— Source records —
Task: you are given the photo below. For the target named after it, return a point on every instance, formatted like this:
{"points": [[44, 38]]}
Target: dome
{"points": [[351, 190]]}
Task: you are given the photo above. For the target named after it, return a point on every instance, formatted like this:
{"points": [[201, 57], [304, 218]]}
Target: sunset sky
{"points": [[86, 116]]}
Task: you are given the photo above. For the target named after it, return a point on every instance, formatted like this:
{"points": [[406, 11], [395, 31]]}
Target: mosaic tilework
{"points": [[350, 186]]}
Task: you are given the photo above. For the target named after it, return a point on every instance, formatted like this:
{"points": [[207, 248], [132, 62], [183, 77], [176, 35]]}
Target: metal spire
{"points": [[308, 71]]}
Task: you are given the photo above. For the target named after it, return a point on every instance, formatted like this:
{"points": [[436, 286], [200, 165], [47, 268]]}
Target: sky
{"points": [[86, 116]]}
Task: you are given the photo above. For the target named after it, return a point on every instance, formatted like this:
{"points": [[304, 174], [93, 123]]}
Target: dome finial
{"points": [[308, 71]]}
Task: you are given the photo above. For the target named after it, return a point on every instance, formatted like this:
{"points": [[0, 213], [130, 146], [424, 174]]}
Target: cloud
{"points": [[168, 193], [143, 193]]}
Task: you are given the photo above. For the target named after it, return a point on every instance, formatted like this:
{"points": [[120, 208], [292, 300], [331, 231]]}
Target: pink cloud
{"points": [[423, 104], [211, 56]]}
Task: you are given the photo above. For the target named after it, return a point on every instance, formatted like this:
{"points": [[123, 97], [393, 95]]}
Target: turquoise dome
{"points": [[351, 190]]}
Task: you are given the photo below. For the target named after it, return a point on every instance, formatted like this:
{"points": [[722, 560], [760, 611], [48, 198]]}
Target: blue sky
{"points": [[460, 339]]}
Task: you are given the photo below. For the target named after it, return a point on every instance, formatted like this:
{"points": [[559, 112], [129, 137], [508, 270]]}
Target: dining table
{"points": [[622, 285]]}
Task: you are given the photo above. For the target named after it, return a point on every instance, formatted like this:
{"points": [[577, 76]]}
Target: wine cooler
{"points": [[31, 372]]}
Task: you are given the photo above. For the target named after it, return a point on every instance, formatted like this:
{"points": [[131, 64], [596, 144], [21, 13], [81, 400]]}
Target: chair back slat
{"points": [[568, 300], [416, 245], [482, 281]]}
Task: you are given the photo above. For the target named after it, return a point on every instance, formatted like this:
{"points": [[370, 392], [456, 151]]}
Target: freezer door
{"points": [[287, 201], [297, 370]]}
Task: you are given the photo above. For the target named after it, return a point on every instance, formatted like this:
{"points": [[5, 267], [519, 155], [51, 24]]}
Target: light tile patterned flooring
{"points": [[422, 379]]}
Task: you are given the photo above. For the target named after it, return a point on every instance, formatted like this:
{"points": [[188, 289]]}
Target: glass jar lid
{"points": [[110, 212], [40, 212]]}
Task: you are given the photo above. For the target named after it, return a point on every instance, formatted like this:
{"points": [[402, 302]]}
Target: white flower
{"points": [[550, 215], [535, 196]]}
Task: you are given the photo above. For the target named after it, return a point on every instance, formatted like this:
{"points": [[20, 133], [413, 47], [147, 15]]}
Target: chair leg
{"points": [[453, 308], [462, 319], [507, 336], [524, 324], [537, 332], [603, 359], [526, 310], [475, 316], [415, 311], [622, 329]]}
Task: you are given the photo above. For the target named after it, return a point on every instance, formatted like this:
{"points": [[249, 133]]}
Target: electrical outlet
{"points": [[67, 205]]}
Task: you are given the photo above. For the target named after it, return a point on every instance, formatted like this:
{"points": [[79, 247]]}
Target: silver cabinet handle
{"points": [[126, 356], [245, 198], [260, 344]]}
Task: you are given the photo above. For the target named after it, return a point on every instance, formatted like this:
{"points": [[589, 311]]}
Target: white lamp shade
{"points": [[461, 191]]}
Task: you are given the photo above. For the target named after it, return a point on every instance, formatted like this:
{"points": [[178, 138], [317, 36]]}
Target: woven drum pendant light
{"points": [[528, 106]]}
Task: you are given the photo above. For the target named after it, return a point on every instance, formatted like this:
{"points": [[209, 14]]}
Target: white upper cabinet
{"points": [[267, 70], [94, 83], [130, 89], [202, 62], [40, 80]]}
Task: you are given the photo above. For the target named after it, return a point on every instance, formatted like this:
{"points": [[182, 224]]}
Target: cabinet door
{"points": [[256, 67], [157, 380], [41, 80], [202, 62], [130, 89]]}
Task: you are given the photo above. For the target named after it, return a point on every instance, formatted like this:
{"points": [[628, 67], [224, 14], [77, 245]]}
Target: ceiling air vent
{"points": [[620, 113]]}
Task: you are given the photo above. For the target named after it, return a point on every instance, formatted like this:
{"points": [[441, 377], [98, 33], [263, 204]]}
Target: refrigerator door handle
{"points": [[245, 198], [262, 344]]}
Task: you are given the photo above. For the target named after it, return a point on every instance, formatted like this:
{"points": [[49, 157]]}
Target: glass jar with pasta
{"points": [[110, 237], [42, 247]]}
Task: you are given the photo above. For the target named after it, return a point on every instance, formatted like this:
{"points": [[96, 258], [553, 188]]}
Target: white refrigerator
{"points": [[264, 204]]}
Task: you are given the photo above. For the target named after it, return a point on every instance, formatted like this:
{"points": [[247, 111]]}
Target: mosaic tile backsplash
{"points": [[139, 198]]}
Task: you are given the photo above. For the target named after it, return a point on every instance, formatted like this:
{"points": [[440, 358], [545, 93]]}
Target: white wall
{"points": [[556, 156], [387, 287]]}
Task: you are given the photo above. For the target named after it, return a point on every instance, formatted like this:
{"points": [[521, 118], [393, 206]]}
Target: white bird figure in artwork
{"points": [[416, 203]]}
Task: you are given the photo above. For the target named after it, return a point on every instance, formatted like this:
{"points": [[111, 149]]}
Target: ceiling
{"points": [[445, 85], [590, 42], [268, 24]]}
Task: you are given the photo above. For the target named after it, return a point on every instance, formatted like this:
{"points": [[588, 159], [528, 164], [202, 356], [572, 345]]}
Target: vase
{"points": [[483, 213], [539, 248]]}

— Task requirements —
Every record, from the first to the last, should be transcribed exactly.

— Your response —
Task: you are given the photo below. For the target named after it, return a point on every instance, formatted like this:
{"points": [[44, 38]]}
Target: dome
{"points": [[351, 190]]}
Task: you are given the photo above. For the target named after it, return a point on every instance, formatted like this:
{"points": [[201, 57], [304, 218]]}
Target: sunset sky
{"points": [[86, 116]]}
Task: you are given the photo above. For the target named after it, return a point on every instance, formatted like this:
{"points": [[406, 11], [395, 31]]}
Target: mosaic tilework
{"points": [[350, 186]]}
Task: you are given the photo above. For the target named after it, return a point on every instance, formatted like this:
{"points": [[207, 248], [132, 62], [183, 77], [176, 35]]}
Target: metal spire
{"points": [[308, 71]]}
Task: you are given the photo above. For the target named after it, return a point on every instance, formatted like this:
{"points": [[436, 286], [200, 165], [47, 268]]}
Target: sky
{"points": [[86, 116]]}
Task: you are given the photo above. For the target named after it, return a point on every instance, formatted like this:
{"points": [[304, 174], [93, 123]]}
Target: dome finial
{"points": [[308, 71]]}
Task: you are given the photo above. For the target named after it, return a point on every instance, formatted like this:
{"points": [[0, 213], [130, 146], [424, 174]]}
Target: cloud
{"points": [[168, 193], [143, 193]]}
Task: you are given the photo above. For the target named after it, return a point on every instance, formatted like this:
{"points": [[120, 208], [292, 300], [331, 231]]}
Target: pink cloud
{"points": [[423, 104], [211, 56]]}
Task: you are given the photo above. For the target named after it, return a point on every instance, formatted like this:
{"points": [[123, 97], [393, 95]]}
Target: turquoise dome
{"points": [[351, 190]]}
Task: you are given the photo below. For the target named after it, return a point on every instance, formatted like this:
{"points": [[722, 560], [760, 611], [48, 198]]}
Target: blue sky
{"points": [[460, 339]]}
Task: you are given the photo below. For the target named after it, return a point on every instance, formatted like this:
{"points": [[559, 112], [129, 137], [508, 270]]}
Target: dining table
{"points": [[622, 285]]}
Task: you are given the photo above. For the target named after it, return a point on every instance, formatted like this:
{"points": [[577, 76]]}
Target: wine cooler
{"points": [[31, 372]]}
Task: you are given the photo above. For the target named after it, return a point on every instance, formatted like this:
{"points": [[131, 64], [596, 144], [21, 13], [81, 400]]}
Target: chair back slat
{"points": [[568, 300], [416, 245], [482, 281]]}
Task: you are given the photo above. For the target named after it, return a point on every instance, formatted like this:
{"points": [[370, 392], [456, 151]]}
Target: freezer door
{"points": [[287, 201], [297, 370]]}
Task: you are given the photo above. For the target named after it, return a point on every instance, formatted like this:
{"points": [[5, 267], [519, 155], [51, 24]]}
Target: light tile patterned flooring
{"points": [[422, 379]]}
Task: you are given the photo above. For the target named after it, return a point on every instance, formatted like this:
{"points": [[188, 289]]}
Target: glass jar lid
{"points": [[110, 212], [40, 212]]}
Task: you are given the photo above. For the target named after it, return a point on every instance, formatted like this:
{"points": [[402, 302]]}
Target: white flower
{"points": [[550, 215], [535, 196]]}
Task: you are given the photo above. For the target named after it, return a point on every instance, formatted like this:
{"points": [[20, 133], [413, 47], [147, 15]]}
Target: chair leg
{"points": [[453, 308], [462, 319], [507, 336], [524, 324], [537, 332], [603, 359], [526, 310], [475, 316], [415, 311], [622, 329]]}
Task: you are given the photo above. For the target named after it, return a point on every instance, formatted like this:
{"points": [[249, 133]]}
Target: electrical outlet
{"points": [[67, 205]]}
Task: you are given the photo above. For the target named after it, return a point on every instance, formatted like this:
{"points": [[79, 247]]}
Target: silver cabinet handle
{"points": [[126, 356], [245, 198], [260, 344]]}
Task: you are given the photo above. For the target named after it, return a point on every instance, formatted like this:
{"points": [[589, 311]]}
Target: white lamp shade
{"points": [[461, 191]]}
Task: you are given the photo above. For the target named after it, return a point on every instance, formatted like this:
{"points": [[178, 138], [317, 36]]}
Target: woven drum pendant light
{"points": [[528, 106]]}
Task: you are given the photo above. For the target named after it, return a point on every instance, formatted like this:
{"points": [[209, 14]]}
Target: white upper cabinet
{"points": [[267, 70], [94, 83], [130, 89], [202, 62], [40, 80]]}
Task: you are given the photo above. For the target named after it, return a point on every instance, formatted like this:
{"points": [[182, 224]]}
Target: cabinet door
{"points": [[256, 67], [157, 380], [41, 80], [202, 62], [130, 89]]}
Task: you are given the photo above. For the target named after it, return a point on every instance, formatted like this:
{"points": [[628, 67], [224, 14], [77, 245]]}
Target: ceiling air vent
{"points": [[620, 113]]}
Task: you are given the photo above. For the target named after it, return a point on every instance, formatted like this:
{"points": [[441, 377], [98, 33], [263, 204]]}
Target: refrigerator door handle
{"points": [[245, 198], [262, 344]]}
Task: you are given the photo above. For the target named after it, return a point on every instance, formatted like this:
{"points": [[49, 157]]}
Target: glass jar with pasta
{"points": [[110, 237], [42, 247]]}
Task: you are given the photo above. For the target named after it, return a point on every instance, formatted like this:
{"points": [[96, 258], [553, 188]]}
Target: white refrigerator
{"points": [[264, 204]]}
Task: you are given the photo above. For the target named after it, return a point on every instance, formatted like this:
{"points": [[247, 111]]}
Target: mosaic tile backsplash
{"points": [[139, 198]]}
Task: you are given the photo above. For the target named after it, return a point on every instance, formatted like this:
{"points": [[440, 358], [545, 93]]}
Target: white wall
{"points": [[556, 156], [387, 287]]}
Task: you are given the photo above. For the target named after it, return a point on every instance, formatted like this:
{"points": [[521, 118], [393, 206]]}
Target: white bird figure in artwork
{"points": [[416, 203]]}
Task: you are given the photo above. For the target named after it, return a point on every instance, formatted like this:
{"points": [[111, 149]]}
Target: ceiling
{"points": [[445, 85], [590, 42], [268, 24]]}
Task: you are given the photo above. For the target named after it, return a point on every instance, formatted like this:
{"points": [[588, 159], [528, 164], [202, 356], [572, 345]]}
Target: vase
{"points": [[483, 213], [539, 248]]}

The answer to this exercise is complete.